--- Begin Selected excerpt ---

# Lighted shadow box dioramas - victorian scenes



## keith b

Hi everyone,

Im new to this forum and diorama itself, and I would be very greatful for any advice from seasoned or enthusiastic diorama hobbyists alike.

I have a clear-ish vision of what I want to achieve, but as yet not quite the knowhow or experience to pull it off.

I want to create a Diorama depicting a victorian high street scene in a lighted shadowbox that can sit on a mantlepiece (maybe 18 x 12 x 6 inches in size).

I want to use sepia or black & white photos or printed pages from old books as the side & background scene (shops) that are cut/trimmed in such a way to give the viewer the perception of depth/infinity by adding a actual model road down the centre of the image with perhaps a horse carriage model.

The shops (photos) will have there tiny windows cut out and replaced with coloured (yellow) transparent film through which light will shine through.

The night sky (stars & moon) will be created using pin holes in black paper with background lighting + `grain of rice` light bulbs in a model lamps etc.

Does this sound a realistical & feasible project?

Can I buy minature cobbled streets/pavements/lamposts/postboxes from hobby shops?

Can anyone point to some books or websites of established artists who make these type of victorian scene shadow boxes?

Any advice would be most appreciated.


----------



## John P

For the street and some accessories like lamp posts, it's possible that aftermarket resin second world war scenery would fit the bill (depending on what scale you had in mind). There are a lot of 1/35 scale cobblestone street sections, European building/store fronts, etc, available for military modelers who like to do dioramas of tanks in the streets. Europe wasn't far removed from Victorian times in terms of the way the streets looked in the 40s.

Here's a for-instance: A resin street section:
http://www.squadron.com/product-p/js0023.htm

Squadron is a good place to search, they have a big stock of armor accessories.

oooo - i just did a search and came up with resin building PARTS:
http://www.squadron.com/category-s/2696.htm?searching=Y&sort=3&cat=2696&show=18&page=2
Nifty!


----------



## slotcarman12078

For that size a viable option is HO scale model railroading stuff. 
http://www.ebay.com/itm/DESIGN-PRES...565457?pt=Model_RR_Trains&hash=item4d050303d1
These buildings are "background" buildings, and I believe are only about an inch deep X 2 1/2" wide. You'll also find an assortment of different lamp post styles through different eras. Pretty much any HO scale scenery will work, and keep things consistent. Everything from horses and wagons to gas lights are out there, along with different types of ground cover from grass to snow. 


I would suggest to read carefully any Ebay listings, particularly from sellers in China and other parts of Asia. What they bill as HO may not be true to scale, and what looks small in the pictures may look huge in your diorama. This goes for the cobblestone embossed sheet to the gas lamps / street lights. It'll be a bit more work using a smaller scale, but it will allow you to have a little more in the small area you're working with, and allow you a little more depth.

Good luck with your project, and please post up pictures as you go along and when you're done. I love night time dios and when I ran my HO trains, it was always "night"!! :thumbsup:


----------



## keith b

Thanks for your replies so far = keep them coming.

I like the HO scale victorian buildings for model railways idea on the link you posted - certainly worth considering.

--- End Selected excerpt ---
--- Begin Extracted data ---

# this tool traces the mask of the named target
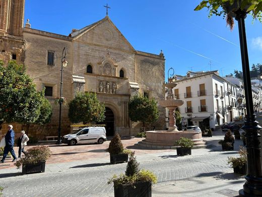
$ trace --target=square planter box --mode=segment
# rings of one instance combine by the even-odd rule
[[[236,166],[233,168],[234,173],[246,174],[246,164],[242,166]]]
[[[128,154],[110,154],[110,163],[111,164],[127,162],[128,161]]]
[[[223,151],[234,151],[234,142],[231,143],[232,147],[229,147],[225,145],[225,143],[222,143],[222,150]]]
[[[22,165],[22,174],[31,174],[37,172],[44,172],[45,162],[38,163],[36,164]]]
[[[150,181],[140,181],[131,184],[114,185],[115,197],[151,197],[152,183]]]
[[[176,153],[177,155],[183,156],[186,155],[191,155],[191,149],[185,147],[178,147],[176,148]]]

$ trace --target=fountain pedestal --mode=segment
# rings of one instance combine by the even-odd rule
[[[171,80],[170,80],[171,79]],[[178,106],[181,106],[184,101],[177,100],[173,93],[173,88],[176,83],[169,79],[169,83],[166,84],[168,88],[168,93],[165,100],[160,101],[161,106],[167,108],[169,110],[168,129],[166,131],[147,131],[146,139],[142,141],[140,145],[152,147],[154,148],[174,149],[174,143],[180,137],[186,137],[191,139],[194,142],[194,147],[205,146],[205,142],[202,139],[202,133],[194,131],[178,131],[175,125],[175,110]]]

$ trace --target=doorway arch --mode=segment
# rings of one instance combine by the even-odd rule
[[[98,124],[105,124],[106,136],[113,136],[114,134],[114,116],[113,111],[108,107],[105,107],[105,120]]]

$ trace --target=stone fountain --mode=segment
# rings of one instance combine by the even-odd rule
[[[177,100],[173,93],[173,88],[177,85],[169,79],[169,82],[165,84],[168,88],[166,100],[160,102],[161,106],[169,110],[169,122],[167,130],[147,131],[146,139],[139,143],[140,145],[154,148],[175,149],[174,142],[180,137],[190,138],[194,142],[194,147],[204,146],[201,132],[195,131],[178,131],[175,125],[175,110],[178,106],[184,103],[184,101]]]

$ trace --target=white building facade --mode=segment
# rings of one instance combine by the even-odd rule
[[[243,88],[220,77],[217,71],[188,71],[182,78],[174,78],[175,96],[184,100],[179,108],[182,125],[215,129],[245,114]]]

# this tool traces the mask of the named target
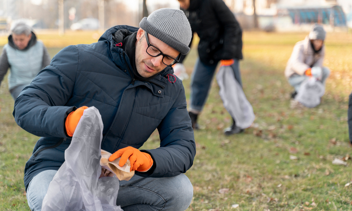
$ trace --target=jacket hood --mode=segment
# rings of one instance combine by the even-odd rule
[[[121,59],[120,53],[122,54],[124,52],[122,46],[124,38],[137,31],[138,29],[139,28],[126,25],[115,26],[106,30],[99,38],[98,42],[106,42],[108,43],[110,46],[109,53],[111,58],[117,64],[118,64],[118,61]],[[131,61],[130,60],[129,58],[127,62],[131,64]],[[161,76],[165,77],[168,74],[172,74],[173,73],[173,69],[170,67],[166,66],[158,74]],[[155,79],[159,81],[156,78]]]
[[[24,49],[20,50],[20,51],[25,51],[35,45],[36,43],[37,43],[37,36],[36,36],[36,34],[33,32],[32,32],[32,38],[31,38],[31,40],[29,40],[29,41],[28,42],[28,44],[27,45],[27,47],[25,48]],[[8,40],[9,45],[15,49],[19,50],[18,48],[17,47],[17,46],[16,46],[16,45],[15,45],[14,43],[13,42],[13,40],[12,40],[12,34],[10,34],[8,37],[7,38],[7,39]]]

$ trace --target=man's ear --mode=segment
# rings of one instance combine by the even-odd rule
[[[144,30],[142,29],[142,28],[140,28],[137,32],[137,41],[139,41],[140,38],[143,37],[144,35]]]

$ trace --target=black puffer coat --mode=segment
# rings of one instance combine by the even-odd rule
[[[198,53],[203,63],[243,58],[242,30],[222,0],[190,0],[183,11],[200,38]]]

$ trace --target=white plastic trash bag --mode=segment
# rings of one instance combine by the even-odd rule
[[[186,68],[182,63],[176,63],[172,65],[174,68],[174,75],[182,80],[186,80],[189,77],[186,72]]]
[[[231,66],[220,66],[216,81],[224,106],[234,119],[236,126],[243,129],[250,126],[255,118],[253,108],[235,78]]]
[[[320,98],[325,91],[323,84],[312,77],[302,83],[295,99],[304,106],[313,108],[320,104]]]
[[[102,130],[98,109],[85,109],[65,151],[65,161],[49,185],[43,211],[122,210],[116,205],[118,179],[99,179]]]

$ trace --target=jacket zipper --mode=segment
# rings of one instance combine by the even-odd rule
[[[36,152],[36,153],[34,153],[34,156],[36,157],[37,155],[38,155],[38,154],[39,152],[42,152],[43,150],[45,150],[45,149],[51,149],[52,148],[55,148],[57,147],[60,146],[60,145],[61,144],[64,140],[64,142],[66,142],[66,138],[61,138],[60,139],[60,140],[56,142],[55,145],[50,146],[50,147],[44,147],[44,148],[42,148],[40,150],[38,150]]]
[[[131,70],[130,69],[130,67],[128,67],[128,64],[127,63],[127,60],[126,59],[126,57],[125,57],[125,52],[124,51],[122,53],[124,54],[124,58],[125,59],[125,61],[126,62],[126,66],[127,67],[127,69],[128,70],[128,72],[130,73],[130,75],[131,75],[131,78],[132,78],[131,83],[132,84],[132,85],[134,85],[134,81],[136,81],[136,79],[134,79],[134,77],[133,73],[132,73],[132,71],[131,71]]]

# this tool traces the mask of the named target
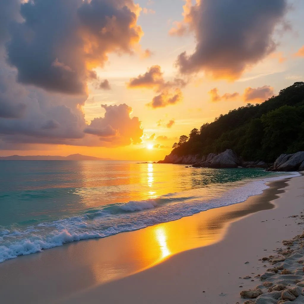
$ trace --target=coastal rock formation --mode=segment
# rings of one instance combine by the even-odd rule
[[[304,171],[304,151],[293,154],[282,154],[275,162],[273,166],[268,169],[272,171]]]

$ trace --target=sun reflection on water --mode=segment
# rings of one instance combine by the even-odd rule
[[[171,252],[167,244],[167,235],[166,230],[162,227],[157,227],[154,230],[156,240],[161,249],[161,258],[164,259],[170,255]]]

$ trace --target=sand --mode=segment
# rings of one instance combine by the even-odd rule
[[[270,268],[259,259],[278,255],[273,250],[286,248],[283,239],[302,234],[303,226],[298,224],[302,221],[290,217],[302,215],[303,185],[302,176],[272,183],[263,195],[244,203],[7,261],[0,264],[0,299],[32,303],[242,303],[246,299],[240,292],[260,287],[262,282],[254,277]],[[285,192],[278,190],[282,188]],[[297,241],[295,247],[300,245]],[[301,266],[293,256],[299,253],[292,254],[283,267],[294,272]],[[299,273],[291,275],[301,281]],[[275,282],[290,275],[266,280]],[[246,276],[252,278],[239,278]],[[290,279],[295,285],[294,277]],[[303,302],[301,297],[295,302]],[[273,301],[259,302],[278,302]]]

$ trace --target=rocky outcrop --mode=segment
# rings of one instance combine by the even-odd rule
[[[210,167],[211,168],[237,168],[241,164],[237,154],[232,150],[227,149],[213,157]]]
[[[232,150],[228,149],[217,154],[210,153],[203,156],[187,155],[179,156],[174,154],[167,155],[160,164],[179,164],[192,165],[195,168],[236,168],[241,166],[247,168],[269,168],[269,165],[264,161],[242,161]]]
[[[293,154],[282,154],[277,158],[273,166],[268,170],[272,171],[304,171],[304,151]]]

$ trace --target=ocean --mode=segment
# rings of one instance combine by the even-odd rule
[[[299,175],[90,161],[2,161],[0,172],[0,263],[240,203]]]

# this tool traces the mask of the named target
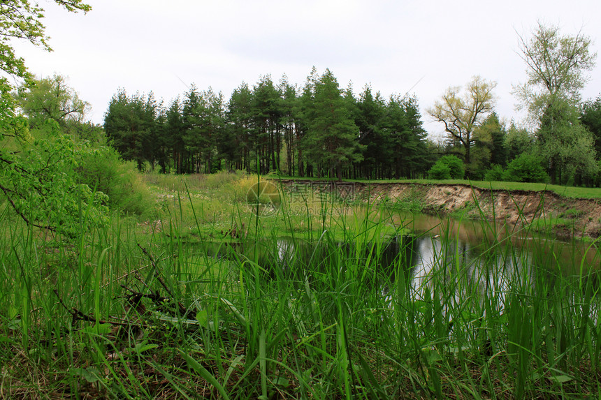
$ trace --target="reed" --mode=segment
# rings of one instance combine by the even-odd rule
[[[586,258],[567,266],[543,239],[516,246],[486,222],[477,248],[450,230],[409,236],[411,219],[386,205],[331,198],[284,193],[268,216],[233,203],[207,221],[205,189],[176,188],[160,230],[114,216],[75,241],[0,213],[0,397],[601,393]],[[250,234],[202,245],[207,224],[242,223]],[[425,262],[419,246],[433,250]]]

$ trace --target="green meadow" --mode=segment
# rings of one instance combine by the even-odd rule
[[[430,239],[386,205],[242,173],[143,179],[145,214],[75,239],[4,205],[0,397],[601,395],[598,266],[533,257],[542,239],[485,236],[476,265],[442,232],[452,251],[416,279]]]

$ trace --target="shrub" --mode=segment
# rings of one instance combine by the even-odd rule
[[[456,156],[441,157],[428,171],[428,175],[432,179],[462,179],[465,173],[463,161]]]
[[[428,171],[428,177],[430,179],[450,179],[451,168],[442,163],[437,162]]]
[[[484,180],[486,181],[502,181],[503,175],[505,172],[503,168],[497,164],[493,164],[490,170],[484,174]]]
[[[503,180],[515,182],[547,182],[549,175],[540,157],[522,153],[507,165]]]
[[[108,206],[129,214],[141,215],[154,209],[148,188],[133,162],[123,162],[108,147],[91,149],[77,169],[80,183],[108,195]]]

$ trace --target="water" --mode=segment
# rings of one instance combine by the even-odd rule
[[[601,255],[594,244],[563,242],[531,233],[512,225],[470,220],[439,218],[425,214],[393,214],[392,221],[407,228],[411,235],[389,238],[374,249],[368,244],[333,244],[359,265],[373,268],[384,290],[399,271],[412,279],[419,297],[428,287],[435,272],[449,279],[463,279],[484,293],[509,290],[507,282],[532,279],[546,274],[553,284],[558,273],[578,276],[600,269]],[[267,267],[284,269],[319,265],[327,257],[332,243],[310,244],[291,237],[266,241],[258,246],[233,244],[233,251]],[[227,256],[223,246],[214,255]],[[258,251],[259,254],[255,254]],[[458,288],[460,285],[457,285]]]

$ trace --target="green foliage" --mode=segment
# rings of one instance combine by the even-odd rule
[[[484,175],[486,181],[502,181],[505,179],[505,170],[503,168],[497,164],[493,164],[491,169]]]
[[[577,170],[593,175],[593,138],[577,119],[584,73],[593,69],[597,56],[589,51],[591,38],[581,32],[563,36],[558,27],[539,23],[529,40],[520,40],[528,81],[515,94],[538,123],[538,150],[549,160],[551,182],[571,182]]]
[[[450,179],[451,168],[444,163],[437,162],[428,171],[428,177],[430,179]]]
[[[601,155],[601,96],[585,102],[580,109],[581,124],[593,133],[595,138],[595,151],[598,157]]]
[[[52,120],[32,135],[18,151],[2,155],[0,191],[13,209],[27,223],[68,236],[102,225],[106,195],[78,183],[75,172],[89,147],[76,145]]]
[[[19,87],[16,98],[31,128],[43,126],[48,119],[54,119],[66,132],[69,122],[82,123],[91,108],[67,85],[66,79],[59,75],[30,80]]]
[[[477,139],[475,131],[493,110],[493,91],[496,86],[495,82],[475,76],[463,93],[461,87],[449,87],[434,107],[428,110],[435,121],[444,124],[449,144],[463,151],[466,165],[472,163],[471,149]]]
[[[549,175],[538,156],[523,153],[507,164],[503,179],[515,182],[547,182]]]
[[[160,145],[156,124],[157,104],[151,93],[128,96],[124,90],[113,96],[104,115],[104,130],[109,144],[124,160],[133,161],[143,170],[144,163],[154,165],[155,149]]]
[[[534,147],[534,138],[524,128],[520,128],[512,123],[507,131],[506,140],[507,159],[513,160],[522,153],[530,152]]]
[[[89,149],[81,156],[75,170],[79,182],[108,196],[110,209],[138,215],[153,211],[154,202],[136,166],[124,163],[113,149]]]
[[[439,166],[437,167],[437,165]],[[433,166],[430,170],[432,171],[433,168],[434,168],[435,170],[439,171],[446,170],[445,168],[442,168],[440,165],[444,165],[449,169],[449,177],[444,179],[463,179],[463,175],[465,174],[465,171],[463,168],[463,161],[462,161],[457,156],[443,156],[436,161],[436,163],[434,164],[434,166]],[[428,175],[429,173],[430,172],[428,172]]]
[[[322,175],[342,179],[342,170],[363,159],[359,130],[351,118],[333,74],[326,70],[315,82],[310,110],[308,131],[303,147],[307,158]]]

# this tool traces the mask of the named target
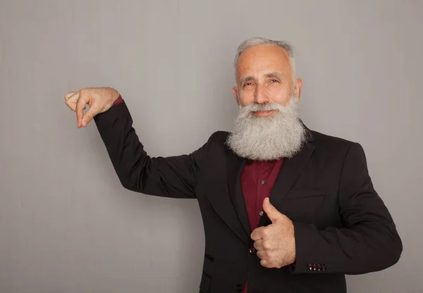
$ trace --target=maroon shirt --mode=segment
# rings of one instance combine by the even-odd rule
[[[112,107],[122,103],[122,96],[114,101]],[[263,201],[270,197],[270,192],[279,174],[283,159],[277,161],[250,161],[241,174],[241,186],[248,213],[251,230],[254,230],[263,215]],[[245,284],[243,293],[247,293],[248,282]]]
[[[250,161],[243,170],[241,186],[252,231],[259,225],[263,215],[263,201],[270,197],[283,163],[283,158],[278,161]],[[247,293],[247,287],[248,282],[243,293]]]

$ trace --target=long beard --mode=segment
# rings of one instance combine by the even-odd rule
[[[253,113],[271,110],[277,111],[262,117]],[[305,129],[292,98],[285,106],[278,104],[240,106],[226,144],[242,158],[269,161],[292,157],[300,151],[305,138]]]

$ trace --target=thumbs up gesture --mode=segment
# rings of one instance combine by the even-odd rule
[[[265,268],[281,268],[293,263],[295,261],[293,222],[271,205],[269,197],[263,201],[263,210],[271,224],[255,229],[251,233],[260,264]]]

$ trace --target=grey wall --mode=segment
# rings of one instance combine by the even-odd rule
[[[196,292],[195,200],[124,189],[63,95],[118,89],[152,156],[231,130],[244,39],[296,49],[310,128],[360,142],[404,244],[350,292],[423,292],[423,1],[0,1],[0,292]],[[159,277],[160,276],[160,277]]]

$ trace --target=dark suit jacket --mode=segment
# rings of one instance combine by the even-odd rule
[[[94,121],[124,187],[198,200],[206,238],[201,292],[236,292],[247,280],[250,293],[345,292],[345,274],[383,270],[399,259],[401,240],[357,143],[307,129],[307,144],[284,161],[270,199],[293,222],[296,265],[269,269],[249,251],[240,181],[246,160],[226,146],[228,132],[214,133],[189,155],[151,158],[125,102]],[[264,215],[259,225],[269,223]]]

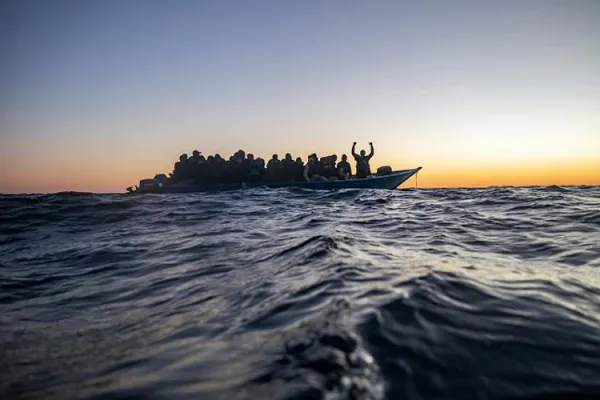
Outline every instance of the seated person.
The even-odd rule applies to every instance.
[[[309,158],[304,167],[304,180],[310,181],[326,181],[327,178],[317,173],[317,161],[314,158]]]

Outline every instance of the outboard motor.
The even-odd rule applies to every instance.
[[[392,167],[384,165],[383,167],[377,168],[377,176],[390,175],[392,173]]]

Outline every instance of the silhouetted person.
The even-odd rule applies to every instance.
[[[369,165],[369,161],[373,154],[375,154],[375,150],[373,149],[373,143],[370,142],[369,146],[371,146],[371,152],[369,155],[366,155],[366,151],[361,150],[360,155],[356,154],[356,142],[352,144],[352,155],[356,160],[356,177],[357,178],[366,178],[371,175],[371,166]]]
[[[310,157],[306,166],[304,167],[304,180],[305,181],[326,181],[327,178],[320,175],[317,170],[318,162],[315,158]]]
[[[352,176],[352,167],[350,167],[347,155],[342,154],[342,161],[338,163],[337,170],[341,179],[350,179]]]
[[[187,154],[183,153],[179,156],[179,161],[173,166],[173,182],[177,183],[187,179],[187,169]]]
[[[273,157],[267,163],[267,175],[271,181],[279,178],[279,157],[273,154]]]
[[[294,180],[302,182],[304,180],[304,162],[300,157],[296,158],[294,163]]]
[[[294,179],[294,159],[290,153],[287,153],[281,161],[281,179],[284,181]]]

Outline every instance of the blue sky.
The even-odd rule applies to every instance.
[[[8,1],[0,12],[0,191],[19,179],[35,190],[43,170],[80,171],[60,189],[103,169],[153,175],[194,148],[306,156],[354,140],[433,174],[600,170],[599,1]],[[35,160],[29,175],[20,158]]]

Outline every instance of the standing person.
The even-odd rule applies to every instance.
[[[373,142],[369,142],[369,146],[371,146],[371,152],[369,155],[366,155],[367,152],[364,150],[360,151],[360,155],[356,154],[356,142],[352,144],[352,156],[356,160],[356,177],[357,178],[366,178],[371,175],[371,166],[369,165],[369,161],[373,154],[375,154],[375,150],[373,149]]]
[[[348,156],[342,154],[342,161],[340,161],[337,165],[338,175],[341,179],[350,179],[352,176],[352,167],[348,162]]]

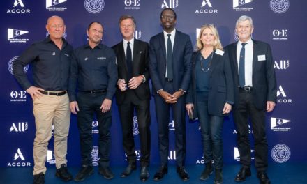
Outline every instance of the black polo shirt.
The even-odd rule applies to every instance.
[[[14,76],[24,90],[31,86],[46,91],[68,90],[70,55],[73,49],[64,38],[62,39],[62,49],[59,49],[48,36],[32,44],[13,62]],[[24,71],[24,67],[29,63],[33,69],[33,85]]]
[[[106,90],[106,98],[112,100],[117,81],[116,56],[111,48],[99,44],[92,49],[86,44],[74,50],[70,63],[68,95],[76,101],[78,91]]]

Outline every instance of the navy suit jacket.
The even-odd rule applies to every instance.
[[[193,118],[197,118],[196,105],[196,60],[200,56],[200,51],[193,53],[192,82],[186,99],[186,102],[194,104]],[[209,72],[208,112],[211,115],[222,116],[225,102],[233,105],[234,83],[228,54],[223,56],[214,51]]]
[[[123,50],[123,42],[120,42],[112,47],[117,56],[118,78],[125,79],[128,84],[130,79],[128,76],[127,63],[126,62],[125,51]],[[140,86],[133,90],[137,98],[141,100],[150,99],[149,89],[149,45],[137,39],[134,40],[133,54],[133,76],[143,75],[146,81],[141,83]],[[122,92],[118,86],[115,93],[117,103],[121,104],[125,99],[127,91]]]
[[[151,38],[149,49],[149,71],[154,84],[153,94],[164,89],[167,65],[166,48],[163,33]],[[178,91],[188,89],[192,62],[192,43],[188,35],[176,31],[173,46],[173,89]]]
[[[253,40],[253,100],[258,109],[267,108],[267,101],[276,102],[277,95],[276,79],[270,45],[266,43]],[[237,45],[234,43],[225,49],[229,54],[234,82],[234,108],[239,100],[239,72],[237,59]],[[265,56],[259,58],[259,56]]]

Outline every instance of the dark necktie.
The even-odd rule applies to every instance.
[[[242,48],[240,51],[240,59],[239,65],[239,83],[241,87],[245,86],[245,48],[246,45],[245,43],[242,43]]]
[[[132,77],[132,54],[130,47],[130,42],[127,43],[127,50],[126,53],[126,62],[127,62],[128,77],[130,79]]]
[[[170,34],[167,34],[167,78],[170,80],[173,79],[172,71],[172,41],[170,40]]]

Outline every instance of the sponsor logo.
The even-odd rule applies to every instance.
[[[26,91],[12,91],[10,93],[10,102],[26,102]]]
[[[274,61],[274,68],[277,70],[286,70],[290,66],[289,60],[280,60]]]
[[[124,0],[126,10],[139,10],[140,0]]]
[[[104,0],[85,0],[85,9],[90,13],[98,13],[105,8]]]
[[[137,161],[139,161],[141,158],[141,151],[140,150],[135,150],[135,155],[137,156]],[[128,161],[127,155],[125,153],[125,160]]]
[[[169,0],[168,2],[167,0],[163,0],[163,2],[161,5],[161,9],[163,8],[176,8],[176,7],[178,6],[178,1],[179,0]]]
[[[28,122],[18,122],[18,123],[13,123],[10,128],[10,132],[24,132],[28,129]]]
[[[14,3],[13,5],[12,9],[8,9],[6,10],[6,13],[18,13],[18,14],[24,14],[24,13],[30,13],[30,9],[24,8],[24,3],[22,0],[15,0]]]
[[[10,43],[27,43],[29,38],[19,38],[22,35],[27,34],[29,31],[8,28],[8,41]]]
[[[277,103],[292,103],[292,99],[288,98],[285,90],[281,86],[277,89]]]
[[[288,0],[271,0],[271,9],[276,13],[284,13],[289,9],[290,3]]]
[[[8,61],[8,71],[10,72],[11,75],[14,75],[14,73],[13,72],[13,63],[17,58],[18,58],[18,56],[15,56],[15,57],[12,58],[11,59],[10,59],[10,61]],[[29,65],[26,65],[24,67],[24,72],[27,72],[28,71],[28,69],[29,69]]]
[[[47,150],[46,159],[47,162],[48,162],[50,164],[55,164],[54,151]]]
[[[31,163],[25,162],[26,159],[20,148],[17,148],[14,155],[12,162],[8,162],[7,167],[30,167]]]
[[[287,40],[287,29],[274,29],[272,31],[274,40]]]
[[[46,32],[46,38],[48,37],[48,36],[49,36],[49,32],[47,31],[47,32]],[[62,36],[62,37],[64,38],[65,39],[66,39],[66,38],[67,38],[67,32],[66,32],[66,31],[65,31],[65,32],[64,32],[64,33],[63,34],[63,36]]]
[[[67,0],[46,0],[46,9],[49,11],[64,11],[66,7],[59,7],[59,4],[66,2]]]
[[[133,117],[133,128],[132,129],[133,131],[133,135],[137,135],[139,134],[139,125],[137,124],[137,117]]]
[[[212,8],[210,0],[202,0],[200,8],[197,9],[195,13],[218,13],[218,10]]]
[[[233,0],[233,9],[236,11],[250,11],[253,7],[246,7],[247,3],[253,2],[253,0]]]
[[[272,148],[271,155],[275,162],[284,163],[290,158],[291,151],[287,145],[278,144]]]
[[[255,152],[254,150],[250,150],[250,153],[252,154],[251,155],[252,160],[255,159],[255,157],[253,155],[254,152]],[[234,159],[236,160],[237,161],[240,161],[240,153],[239,153],[239,149],[237,147],[234,147]]]
[[[98,166],[99,164],[99,149],[98,146],[93,146],[93,150],[91,151],[91,162],[93,166]]]
[[[271,130],[273,131],[283,131],[287,132],[291,130],[290,127],[285,127],[285,124],[290,122],[291,121],[287,119],[282,119],[277,118],[271,118]]]

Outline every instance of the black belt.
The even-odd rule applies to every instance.
[[[244,87],[241,87],[239,86],[239,89],[245,91],[253,91],[253,87],[250,86],[244,86]]]
[[[42,93],[42,94],[47,95],[60,96],[60,95],[63,95],[66,93],[67,93],[67,91],[61,91],[61,92],[53,92],[53,91],[40,91],[40,93]]]
[[[98,93],[103,93],[107,92],[107,90],[105,89],[103,89],[103,90],[92,90],[92,91],[82,91],[84,93],[91,93],[91,94],[98,94]]]

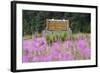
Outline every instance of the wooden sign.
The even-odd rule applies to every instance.
[[[68,20],[47,20],[47,30],[56,31],[56,30],[68,30],[69,21]]]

--- End Extracted data ---

Exercise instructions:
a – Reproduce the passage of the shadow box diorama thread from "I would suggest" to "keep them coming." word for word.
b – Carry the shadow box diorama thread forward from the point where it stops.

Exercise results:
a –
I would suggest to read carefully any Ebay listings, particularly from sellers in China and other parts of Asia. What they bill as HO may not be true to scale, and what looks small in the pictures may look huge in your diorama. This goes for the cobblestone embossed sheet to the gas lamps / street lights. It'll be a bit more work using a smaller scale, but it will allow you to have a little more in the small area you're working with, and allow you a little more depth.

Good luck with your project, and please post up pictures as you go along and when you're done. I love night time dios and when I ran my HO trains, it was always "night"!! :thumbsup:


----------



## keith b

Thanks for your replies so far = keep them coming.

b –
I ve got some serious thinking to do on this - my initial thoughts now are it maybe best for me to adopt & create a scene of one 3D singular shop front (face on but shallow) based up on a dolls house type set-up with foreground of street = this will make the figures & other details larger and give more focus to one area - for example Im now tempted to build a night-time pub with yard or newsagents scene - Im even considering adding a simple mechanical handle to the diorama box to make something move to add even more intrigue/fun to the project.:thumbsup:

Question; Are there any Diorama or model club associations I could join where I could meet up with fellow enthusiasts in the UK?


----------



## computer guy

This link for Buildings and signs might be helpful to you.
http://www.modelrailroadforums.com/forum/forumdisplay.php?f=16
also thses sites might help you:
http://www.pinecanyonscalemodels.com/
http://www.microstru.com/Animated-signs.html
http://miniature-traffic-lights.com/purchase_page
http://www.hogtrainz.com/BLAIRLINE.htm
and this is the most useful in my opinion:
http://www.stormthecastle.com/
If you want more sites, please let me know.
Richard


----------



## keith b

Thanks Richard, I will certainly look at those links you posted.


----------



## rbrunne1

One other suggestion...check out Model Builder Software: http://www.modeltrainsoftware.com/model-builder.html

It has photo-realistic images that you can size to any scale.


----------



## StarshipClass

Sounds like a great idea! Lots of room for innovation there. I assume you'll be putting figures on the street scenes.


----------



## keith b

Yes there will be street figures - I almost want my project to have an artistic element in respect to re-creating real living life! for example, if I go for the pub idea, I want to include figures that you would see outside a pub on typical friday night out - Bloke urinating up wall or two drunks trying to physically supporting one another as they make there way home or perhaps a lovestruck couple kissing!


Also thanks Dennis for the link to the software for scaling = very important.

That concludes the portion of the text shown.